* REQUIRED WORK:
Which lines in the records below contain the word "wooden"? Pull out each of those lines, treating uppercase and lowercase as different.

(Object location annotation data)

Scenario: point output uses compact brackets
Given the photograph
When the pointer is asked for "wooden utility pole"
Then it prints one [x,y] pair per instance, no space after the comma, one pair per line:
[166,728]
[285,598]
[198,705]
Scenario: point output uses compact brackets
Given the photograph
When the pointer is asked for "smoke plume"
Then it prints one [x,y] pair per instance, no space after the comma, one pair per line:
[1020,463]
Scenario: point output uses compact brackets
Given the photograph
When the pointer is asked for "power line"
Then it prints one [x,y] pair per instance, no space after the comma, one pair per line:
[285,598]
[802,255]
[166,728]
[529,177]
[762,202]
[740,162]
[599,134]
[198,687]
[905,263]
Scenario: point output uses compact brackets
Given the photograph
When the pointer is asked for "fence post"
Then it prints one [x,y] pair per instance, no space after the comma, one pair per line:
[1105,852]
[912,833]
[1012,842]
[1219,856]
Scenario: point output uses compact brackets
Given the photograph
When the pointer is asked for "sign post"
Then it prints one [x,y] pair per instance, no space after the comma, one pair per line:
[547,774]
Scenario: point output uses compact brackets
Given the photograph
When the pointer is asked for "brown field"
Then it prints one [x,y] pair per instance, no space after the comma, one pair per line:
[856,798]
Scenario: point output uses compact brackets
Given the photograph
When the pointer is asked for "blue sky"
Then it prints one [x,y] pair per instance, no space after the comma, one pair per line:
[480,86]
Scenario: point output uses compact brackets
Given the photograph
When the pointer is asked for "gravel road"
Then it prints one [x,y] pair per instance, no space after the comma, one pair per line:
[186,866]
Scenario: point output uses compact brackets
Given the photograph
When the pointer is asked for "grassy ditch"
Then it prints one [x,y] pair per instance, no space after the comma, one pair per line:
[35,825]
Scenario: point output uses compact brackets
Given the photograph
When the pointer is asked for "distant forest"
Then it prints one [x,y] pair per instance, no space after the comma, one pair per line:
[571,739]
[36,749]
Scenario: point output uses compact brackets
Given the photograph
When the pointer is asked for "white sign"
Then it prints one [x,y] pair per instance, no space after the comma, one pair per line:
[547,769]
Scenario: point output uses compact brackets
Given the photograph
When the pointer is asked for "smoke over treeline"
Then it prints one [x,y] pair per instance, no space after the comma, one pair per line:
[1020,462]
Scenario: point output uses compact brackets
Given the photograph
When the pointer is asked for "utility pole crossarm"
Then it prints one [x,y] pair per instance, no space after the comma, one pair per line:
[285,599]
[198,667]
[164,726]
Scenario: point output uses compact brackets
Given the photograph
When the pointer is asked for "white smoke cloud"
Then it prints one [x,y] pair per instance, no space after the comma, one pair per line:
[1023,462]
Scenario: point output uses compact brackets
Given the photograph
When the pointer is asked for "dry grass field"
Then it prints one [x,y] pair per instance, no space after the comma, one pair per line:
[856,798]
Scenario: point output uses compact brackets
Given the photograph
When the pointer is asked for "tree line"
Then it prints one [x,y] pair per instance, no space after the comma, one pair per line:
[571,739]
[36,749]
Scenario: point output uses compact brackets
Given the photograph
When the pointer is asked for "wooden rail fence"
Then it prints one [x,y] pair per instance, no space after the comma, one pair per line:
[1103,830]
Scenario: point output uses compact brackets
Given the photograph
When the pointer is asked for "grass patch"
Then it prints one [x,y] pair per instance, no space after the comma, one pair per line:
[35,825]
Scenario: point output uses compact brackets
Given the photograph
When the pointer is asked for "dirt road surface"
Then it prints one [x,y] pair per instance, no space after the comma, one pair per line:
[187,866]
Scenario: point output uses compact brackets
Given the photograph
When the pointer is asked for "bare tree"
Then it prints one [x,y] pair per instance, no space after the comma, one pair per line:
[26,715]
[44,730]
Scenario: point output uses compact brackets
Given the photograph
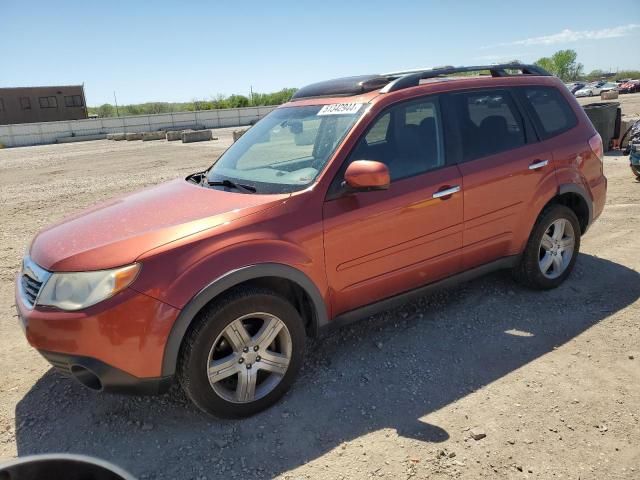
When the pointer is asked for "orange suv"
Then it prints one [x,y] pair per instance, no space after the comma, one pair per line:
[359,193]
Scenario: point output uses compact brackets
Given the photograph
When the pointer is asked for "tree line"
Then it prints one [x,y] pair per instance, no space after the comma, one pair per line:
[563,64]
[218,102]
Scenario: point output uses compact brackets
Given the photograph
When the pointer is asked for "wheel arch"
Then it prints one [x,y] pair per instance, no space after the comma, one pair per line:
[576,198]
[284,279]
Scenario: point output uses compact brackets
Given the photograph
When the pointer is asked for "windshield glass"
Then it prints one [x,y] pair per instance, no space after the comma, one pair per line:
[286,150]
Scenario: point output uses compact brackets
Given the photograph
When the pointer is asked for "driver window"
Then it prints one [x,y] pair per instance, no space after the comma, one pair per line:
[407,138]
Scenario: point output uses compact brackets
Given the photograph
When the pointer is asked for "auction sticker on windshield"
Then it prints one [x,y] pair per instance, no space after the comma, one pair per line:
[340,109]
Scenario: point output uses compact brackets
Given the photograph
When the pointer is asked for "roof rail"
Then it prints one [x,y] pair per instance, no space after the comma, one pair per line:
[410,78]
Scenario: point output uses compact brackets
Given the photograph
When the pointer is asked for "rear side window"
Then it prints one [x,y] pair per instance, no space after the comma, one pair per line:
[551,112]
[489,123]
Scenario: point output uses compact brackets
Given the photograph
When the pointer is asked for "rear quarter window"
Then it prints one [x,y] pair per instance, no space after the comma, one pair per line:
[551,112]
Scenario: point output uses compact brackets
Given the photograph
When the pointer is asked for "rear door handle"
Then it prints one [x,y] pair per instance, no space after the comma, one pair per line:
[446,192]
[538,164]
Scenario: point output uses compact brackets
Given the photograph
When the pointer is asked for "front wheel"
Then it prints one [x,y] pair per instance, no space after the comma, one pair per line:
[243,353]
[551,250]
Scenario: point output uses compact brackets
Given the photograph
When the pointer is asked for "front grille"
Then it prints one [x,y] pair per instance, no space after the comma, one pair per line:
[32,279]
[31,288]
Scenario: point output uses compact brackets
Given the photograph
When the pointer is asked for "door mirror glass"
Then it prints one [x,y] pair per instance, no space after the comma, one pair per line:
[366,175]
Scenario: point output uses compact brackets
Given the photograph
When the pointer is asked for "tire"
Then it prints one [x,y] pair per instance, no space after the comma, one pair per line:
[535,258]
[215,339]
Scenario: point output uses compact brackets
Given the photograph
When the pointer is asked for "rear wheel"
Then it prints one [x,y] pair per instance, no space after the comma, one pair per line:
[243,353]
[551,250]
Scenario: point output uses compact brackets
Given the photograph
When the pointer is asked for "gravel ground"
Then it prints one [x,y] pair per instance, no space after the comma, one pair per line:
[487,380]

* THE RESPONSE:
When the pointer is asked for "wooden utility pole"
When the pointer is asked for "wooden rail fence"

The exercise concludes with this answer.